▶ **Written instruction**:
Return each line of the data below that contains the word "outline".

▶ **Dataset**:
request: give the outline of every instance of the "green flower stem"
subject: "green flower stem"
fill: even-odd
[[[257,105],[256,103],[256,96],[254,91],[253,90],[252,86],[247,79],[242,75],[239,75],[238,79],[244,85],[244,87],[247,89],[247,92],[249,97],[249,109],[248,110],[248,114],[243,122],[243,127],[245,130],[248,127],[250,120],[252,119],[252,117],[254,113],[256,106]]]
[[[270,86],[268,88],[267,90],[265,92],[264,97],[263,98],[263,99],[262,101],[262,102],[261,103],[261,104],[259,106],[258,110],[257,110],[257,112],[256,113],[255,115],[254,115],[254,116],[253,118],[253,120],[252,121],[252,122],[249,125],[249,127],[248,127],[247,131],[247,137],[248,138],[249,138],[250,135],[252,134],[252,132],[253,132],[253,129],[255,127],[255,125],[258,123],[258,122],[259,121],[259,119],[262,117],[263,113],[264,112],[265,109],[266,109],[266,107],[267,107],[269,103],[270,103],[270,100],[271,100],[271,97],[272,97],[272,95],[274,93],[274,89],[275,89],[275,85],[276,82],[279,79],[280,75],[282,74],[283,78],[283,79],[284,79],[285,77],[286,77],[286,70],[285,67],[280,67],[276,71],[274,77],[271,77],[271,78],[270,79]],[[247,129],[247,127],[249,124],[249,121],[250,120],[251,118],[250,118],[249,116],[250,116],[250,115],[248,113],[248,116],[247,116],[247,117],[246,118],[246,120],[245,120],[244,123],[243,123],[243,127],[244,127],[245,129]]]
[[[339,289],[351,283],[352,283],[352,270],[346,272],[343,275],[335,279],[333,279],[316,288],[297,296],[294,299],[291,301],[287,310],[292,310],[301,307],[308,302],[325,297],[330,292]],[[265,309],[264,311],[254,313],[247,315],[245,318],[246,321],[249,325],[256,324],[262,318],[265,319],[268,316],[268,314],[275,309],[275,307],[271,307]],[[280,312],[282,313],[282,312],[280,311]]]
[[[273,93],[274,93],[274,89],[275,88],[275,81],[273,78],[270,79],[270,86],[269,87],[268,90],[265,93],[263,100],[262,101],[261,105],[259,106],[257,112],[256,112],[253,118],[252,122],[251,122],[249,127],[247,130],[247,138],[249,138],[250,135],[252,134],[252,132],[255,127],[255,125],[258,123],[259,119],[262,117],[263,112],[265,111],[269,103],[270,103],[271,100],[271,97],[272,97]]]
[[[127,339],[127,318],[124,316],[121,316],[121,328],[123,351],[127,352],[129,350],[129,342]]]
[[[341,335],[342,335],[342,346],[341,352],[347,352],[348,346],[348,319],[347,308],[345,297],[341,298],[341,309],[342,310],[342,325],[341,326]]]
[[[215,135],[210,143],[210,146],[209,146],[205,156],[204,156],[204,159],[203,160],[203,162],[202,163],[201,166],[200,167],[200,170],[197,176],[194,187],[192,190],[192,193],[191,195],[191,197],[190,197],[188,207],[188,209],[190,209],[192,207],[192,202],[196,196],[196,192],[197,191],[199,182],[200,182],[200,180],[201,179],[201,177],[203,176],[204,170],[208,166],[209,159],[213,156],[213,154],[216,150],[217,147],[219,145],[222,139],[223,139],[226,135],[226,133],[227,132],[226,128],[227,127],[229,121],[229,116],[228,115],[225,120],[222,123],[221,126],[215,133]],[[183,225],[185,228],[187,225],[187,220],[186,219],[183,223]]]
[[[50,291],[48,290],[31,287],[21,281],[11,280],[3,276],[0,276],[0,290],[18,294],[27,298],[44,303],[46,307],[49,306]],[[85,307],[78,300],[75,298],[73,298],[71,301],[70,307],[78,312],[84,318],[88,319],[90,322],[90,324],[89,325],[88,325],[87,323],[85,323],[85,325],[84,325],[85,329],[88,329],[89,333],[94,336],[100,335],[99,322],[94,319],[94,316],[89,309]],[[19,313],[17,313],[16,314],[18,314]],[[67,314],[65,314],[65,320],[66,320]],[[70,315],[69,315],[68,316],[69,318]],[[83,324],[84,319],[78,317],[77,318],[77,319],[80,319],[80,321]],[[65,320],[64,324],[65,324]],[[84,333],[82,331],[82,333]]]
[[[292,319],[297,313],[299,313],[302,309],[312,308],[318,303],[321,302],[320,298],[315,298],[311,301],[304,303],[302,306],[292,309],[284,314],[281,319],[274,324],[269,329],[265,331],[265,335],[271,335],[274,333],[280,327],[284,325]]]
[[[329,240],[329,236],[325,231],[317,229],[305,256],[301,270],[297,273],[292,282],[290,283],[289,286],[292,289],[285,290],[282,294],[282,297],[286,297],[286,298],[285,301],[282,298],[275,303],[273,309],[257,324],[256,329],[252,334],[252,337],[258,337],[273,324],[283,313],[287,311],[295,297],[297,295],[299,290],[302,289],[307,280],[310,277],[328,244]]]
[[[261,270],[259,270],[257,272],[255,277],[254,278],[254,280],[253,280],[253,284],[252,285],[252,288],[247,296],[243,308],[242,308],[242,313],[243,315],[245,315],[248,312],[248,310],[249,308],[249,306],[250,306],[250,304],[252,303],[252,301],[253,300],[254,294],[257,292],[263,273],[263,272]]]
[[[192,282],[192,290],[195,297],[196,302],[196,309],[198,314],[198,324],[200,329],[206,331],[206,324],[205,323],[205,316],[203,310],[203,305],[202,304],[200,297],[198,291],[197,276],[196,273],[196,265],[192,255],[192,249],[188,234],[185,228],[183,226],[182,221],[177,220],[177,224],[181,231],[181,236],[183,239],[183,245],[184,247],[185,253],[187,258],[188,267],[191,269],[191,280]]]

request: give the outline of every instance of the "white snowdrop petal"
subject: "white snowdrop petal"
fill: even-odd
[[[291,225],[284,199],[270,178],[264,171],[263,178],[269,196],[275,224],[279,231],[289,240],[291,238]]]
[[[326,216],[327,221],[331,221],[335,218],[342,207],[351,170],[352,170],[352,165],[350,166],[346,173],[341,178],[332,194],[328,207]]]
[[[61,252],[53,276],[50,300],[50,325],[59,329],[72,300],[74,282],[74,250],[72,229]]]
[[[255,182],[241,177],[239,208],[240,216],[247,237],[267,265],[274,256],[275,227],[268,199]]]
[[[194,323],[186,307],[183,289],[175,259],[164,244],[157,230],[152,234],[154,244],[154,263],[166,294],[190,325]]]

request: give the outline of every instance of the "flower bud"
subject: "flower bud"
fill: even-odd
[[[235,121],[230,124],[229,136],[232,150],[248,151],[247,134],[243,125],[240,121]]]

▶ **Answer for this exercise**:
request: give the outline of every instance of the "green flower stem"
request: give the outline of every instance of the "white snowdrop petal"
request: give the outline of every instance of the "flower bud"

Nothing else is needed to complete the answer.